> [ESERCIZIO BREVE 1]: Secondo il testo sulla confisca nei confronti degli enti collettivi, perché non c'è un'unica definizione di profitto del reato valida per ogni fattispecie? Rispondi in non più di tre frasi.
> [ESERCIZIO BREVE 2]: Prosegui il testo sulla confisca per equivalente nei confronti degli enti collettivi, ripartendo subito dopo la sua ultima frase.

> [FONTE]:
La confisca per equivalente nei confronti degli enti collettivi

10 Marzo 2017

Qual è il profitto del reato da sottoporre confisca nei confronti degli enti collettivi responsabile ai sensi del d.lgs. 231 del 2001?

Qual è il profitto del reato da sottoporre confisca nei confronti degli enti collettivi responsabile ai sensi del d.lgs. 231 del 2001?

Come è noto, fra le diverse sanzioni che possono essere applicate alle società in presenza di una loro riconosciuta responsabilità da reato vi è la confisca del profitto che l'ente collettivo ha ricavato dall'illecito.

In realtà, nel decreto legislativo 231 del 2001 sono previste numerose figure di confisca: c'è, ad esempio, quella prevista dall'art. 6, comma 5, con riferimento all'ipotesi di adozione del provvedimento ablatorio in relazione ai casi in cui il reato risulti commesso da soggetti che rivestono funzioni apicali nell'ente e questo vada comunque esente da responsabilità o vi è quella di cui all'art. 15, comma 4, relativa all'apprensione coattiva del profitto derivante dalla prosecuzione dell'attività che l'ente abbia svolto sotto la direzione di un commissario nominato dall'autorità giudiziaria. La figura più rilevante, tuttavia, è per l'appunto la c.d. confisca-sanzione, che deve interessare il prezzo o il profitto del reato e che – analogamente a quanto previsto in altri ambiti del nostro ordinamento penale, ad esempio con riferimento ai reati tributari – può assumere la forma della confisca in via diretta o per equivalente, avendo ad oggetto nel secondo caso beni della società diversi dal profitto direttamente conseguente all'illecito ma aventi un analogo valore economico.

Quanto alla definizione della nozione di profitto del reato, non esiste un'unica ed esclusiva definizione della stessa valida in relazione a qualsiasi fattispecie di reato di cui la persona giuridica è chiamata a rispondere ma l'individuazione del beneficio che la società ottiene dalla sua condotta illecita dipende in concreto dalla natura e dalla qualificazione giuridica del reato di cui si discute.

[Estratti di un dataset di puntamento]

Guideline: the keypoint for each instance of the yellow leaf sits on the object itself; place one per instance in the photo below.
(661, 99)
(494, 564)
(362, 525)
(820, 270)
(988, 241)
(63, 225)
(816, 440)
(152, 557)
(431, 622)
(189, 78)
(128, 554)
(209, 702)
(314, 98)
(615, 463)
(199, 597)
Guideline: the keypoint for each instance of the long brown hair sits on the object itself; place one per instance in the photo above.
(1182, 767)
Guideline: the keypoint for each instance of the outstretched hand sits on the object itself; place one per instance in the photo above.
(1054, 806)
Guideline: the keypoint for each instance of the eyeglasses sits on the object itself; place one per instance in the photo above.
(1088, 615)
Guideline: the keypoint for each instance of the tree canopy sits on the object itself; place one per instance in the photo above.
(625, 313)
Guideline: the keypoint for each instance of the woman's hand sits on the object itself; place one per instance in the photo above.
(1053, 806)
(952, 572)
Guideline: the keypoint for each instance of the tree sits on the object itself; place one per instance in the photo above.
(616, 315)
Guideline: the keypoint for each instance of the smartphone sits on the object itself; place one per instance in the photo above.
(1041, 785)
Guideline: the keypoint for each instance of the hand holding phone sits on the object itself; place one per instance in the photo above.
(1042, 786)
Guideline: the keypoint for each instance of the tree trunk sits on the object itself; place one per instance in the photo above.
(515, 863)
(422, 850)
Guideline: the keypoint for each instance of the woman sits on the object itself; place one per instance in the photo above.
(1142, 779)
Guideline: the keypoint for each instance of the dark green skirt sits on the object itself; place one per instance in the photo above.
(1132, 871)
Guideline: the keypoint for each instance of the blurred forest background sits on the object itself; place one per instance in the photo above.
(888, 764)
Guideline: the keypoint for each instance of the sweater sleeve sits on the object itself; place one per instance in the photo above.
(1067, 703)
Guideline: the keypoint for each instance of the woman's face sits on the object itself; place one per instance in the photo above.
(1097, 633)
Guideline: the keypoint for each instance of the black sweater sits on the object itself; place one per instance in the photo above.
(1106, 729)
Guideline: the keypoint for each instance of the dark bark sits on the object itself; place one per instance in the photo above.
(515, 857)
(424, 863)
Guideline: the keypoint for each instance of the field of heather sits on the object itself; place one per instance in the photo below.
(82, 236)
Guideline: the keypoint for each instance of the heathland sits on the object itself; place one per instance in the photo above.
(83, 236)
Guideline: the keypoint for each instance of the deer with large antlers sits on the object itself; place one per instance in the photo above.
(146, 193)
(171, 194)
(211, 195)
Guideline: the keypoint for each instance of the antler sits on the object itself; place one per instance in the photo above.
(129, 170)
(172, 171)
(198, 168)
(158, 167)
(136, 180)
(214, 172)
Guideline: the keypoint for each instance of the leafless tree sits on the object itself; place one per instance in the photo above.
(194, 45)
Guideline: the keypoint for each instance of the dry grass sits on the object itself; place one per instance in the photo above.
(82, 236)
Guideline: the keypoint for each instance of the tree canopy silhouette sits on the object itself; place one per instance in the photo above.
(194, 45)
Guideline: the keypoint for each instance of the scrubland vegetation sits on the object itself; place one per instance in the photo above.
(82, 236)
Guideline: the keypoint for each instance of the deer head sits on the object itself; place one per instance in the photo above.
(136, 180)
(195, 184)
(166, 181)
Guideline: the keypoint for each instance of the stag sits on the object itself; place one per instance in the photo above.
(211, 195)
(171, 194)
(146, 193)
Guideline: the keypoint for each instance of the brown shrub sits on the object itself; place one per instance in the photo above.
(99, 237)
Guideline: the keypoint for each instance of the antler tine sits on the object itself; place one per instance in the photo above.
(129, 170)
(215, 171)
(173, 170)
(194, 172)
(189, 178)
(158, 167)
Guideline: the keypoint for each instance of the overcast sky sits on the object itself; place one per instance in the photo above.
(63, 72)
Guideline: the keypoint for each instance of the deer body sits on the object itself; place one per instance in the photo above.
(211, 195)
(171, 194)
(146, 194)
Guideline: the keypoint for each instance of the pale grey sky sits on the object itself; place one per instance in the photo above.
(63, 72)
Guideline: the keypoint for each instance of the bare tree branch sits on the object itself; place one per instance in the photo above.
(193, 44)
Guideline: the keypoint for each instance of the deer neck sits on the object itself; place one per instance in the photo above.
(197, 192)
...
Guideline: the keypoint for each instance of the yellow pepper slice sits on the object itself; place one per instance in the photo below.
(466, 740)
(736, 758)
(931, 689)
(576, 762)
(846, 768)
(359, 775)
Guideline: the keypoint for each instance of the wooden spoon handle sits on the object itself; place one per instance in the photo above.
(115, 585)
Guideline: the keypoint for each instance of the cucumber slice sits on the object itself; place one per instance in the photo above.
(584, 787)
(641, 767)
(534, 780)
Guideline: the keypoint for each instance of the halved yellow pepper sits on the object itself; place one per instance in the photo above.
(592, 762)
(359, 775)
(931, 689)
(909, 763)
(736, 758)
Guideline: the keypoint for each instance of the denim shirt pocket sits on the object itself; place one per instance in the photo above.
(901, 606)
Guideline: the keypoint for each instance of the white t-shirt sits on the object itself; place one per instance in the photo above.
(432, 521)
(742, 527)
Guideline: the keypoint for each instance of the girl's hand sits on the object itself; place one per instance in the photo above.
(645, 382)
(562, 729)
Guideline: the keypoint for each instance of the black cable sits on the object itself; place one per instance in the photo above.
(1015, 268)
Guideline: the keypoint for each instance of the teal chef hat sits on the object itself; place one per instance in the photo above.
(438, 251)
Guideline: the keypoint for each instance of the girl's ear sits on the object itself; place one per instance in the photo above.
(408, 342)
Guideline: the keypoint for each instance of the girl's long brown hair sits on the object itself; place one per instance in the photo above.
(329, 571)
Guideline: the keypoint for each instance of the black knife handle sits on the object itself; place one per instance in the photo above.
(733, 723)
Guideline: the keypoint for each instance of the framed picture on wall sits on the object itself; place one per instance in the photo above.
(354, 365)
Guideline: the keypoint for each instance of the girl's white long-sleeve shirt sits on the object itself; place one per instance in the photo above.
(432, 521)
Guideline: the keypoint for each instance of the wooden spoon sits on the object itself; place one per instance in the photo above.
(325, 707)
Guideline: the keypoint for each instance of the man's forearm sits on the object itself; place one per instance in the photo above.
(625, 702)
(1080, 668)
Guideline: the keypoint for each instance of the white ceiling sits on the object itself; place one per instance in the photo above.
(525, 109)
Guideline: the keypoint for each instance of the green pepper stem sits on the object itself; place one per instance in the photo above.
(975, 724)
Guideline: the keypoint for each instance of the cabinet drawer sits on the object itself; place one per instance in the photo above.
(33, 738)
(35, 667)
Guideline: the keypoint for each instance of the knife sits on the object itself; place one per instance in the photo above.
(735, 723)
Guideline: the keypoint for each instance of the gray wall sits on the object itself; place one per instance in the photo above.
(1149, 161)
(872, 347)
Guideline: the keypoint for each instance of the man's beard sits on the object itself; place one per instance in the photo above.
---
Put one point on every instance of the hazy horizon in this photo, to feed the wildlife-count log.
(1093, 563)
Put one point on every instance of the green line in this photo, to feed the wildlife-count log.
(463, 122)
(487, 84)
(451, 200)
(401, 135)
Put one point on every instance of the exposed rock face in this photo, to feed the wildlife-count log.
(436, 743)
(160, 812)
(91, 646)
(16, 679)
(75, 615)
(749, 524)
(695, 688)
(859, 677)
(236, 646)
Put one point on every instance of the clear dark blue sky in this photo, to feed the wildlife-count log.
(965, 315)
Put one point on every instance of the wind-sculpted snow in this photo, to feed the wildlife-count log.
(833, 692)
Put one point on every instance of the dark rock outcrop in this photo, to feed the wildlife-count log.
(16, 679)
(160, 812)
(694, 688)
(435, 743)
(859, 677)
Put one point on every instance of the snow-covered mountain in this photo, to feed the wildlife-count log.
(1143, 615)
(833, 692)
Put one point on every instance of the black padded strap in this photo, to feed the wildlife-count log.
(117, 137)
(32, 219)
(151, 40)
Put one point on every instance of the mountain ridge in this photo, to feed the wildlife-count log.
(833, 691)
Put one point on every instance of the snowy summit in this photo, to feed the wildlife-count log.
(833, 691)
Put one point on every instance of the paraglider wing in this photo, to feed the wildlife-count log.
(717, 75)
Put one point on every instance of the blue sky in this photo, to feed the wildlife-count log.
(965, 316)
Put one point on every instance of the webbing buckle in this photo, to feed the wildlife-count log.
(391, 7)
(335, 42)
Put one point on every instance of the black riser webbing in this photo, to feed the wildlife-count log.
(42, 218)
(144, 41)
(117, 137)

> [RISULTATO FINALE 1]: Il beneficio che la società ricava dalla condotta illecita si individua in concreto in base alla natura e alla qualificazione giuridica del reato di cui si discute. Per questo la nozione di profitto varia a seconda del reato di cui l'ente è chiamato a rispondere.

> [RISULTATO FINALE 2]:
La tesi fondamentale sostenuta dalla giurisprudenza è quella secondo cui il profitto del reato oggetto della confisca di cui all'art. 19 d.lgs. 231 del 2001 si identifica con il vantaggio economico di diretta ed immediata derivazione causale dall'illecito presupposto (Cass.pen., Sez. VI, n. 33226 del 2015). Tuttavia, per una sola categoria di reati il profitto dell'illecito è parametrato in maniera integrale alle somme percepite dalla società quale conseguenza del crimine: tale equivalenza sussiste solo per i reati di truffa ai danni dello Stato e degli enti pubblici ed illecita percezione di contributi di cui agli artt. 640-bis, 316-bis e 316-ter c.p., illeciti in relazione ai quali si afferma che il profitto si concreta nella sovvenzione in sé, una volta percepita la quale si consuma il reato e si realizza il profitto che diviene oggetto della sanzione-confisca (Cass. pen., Sez. II, n. 52316 del 2016).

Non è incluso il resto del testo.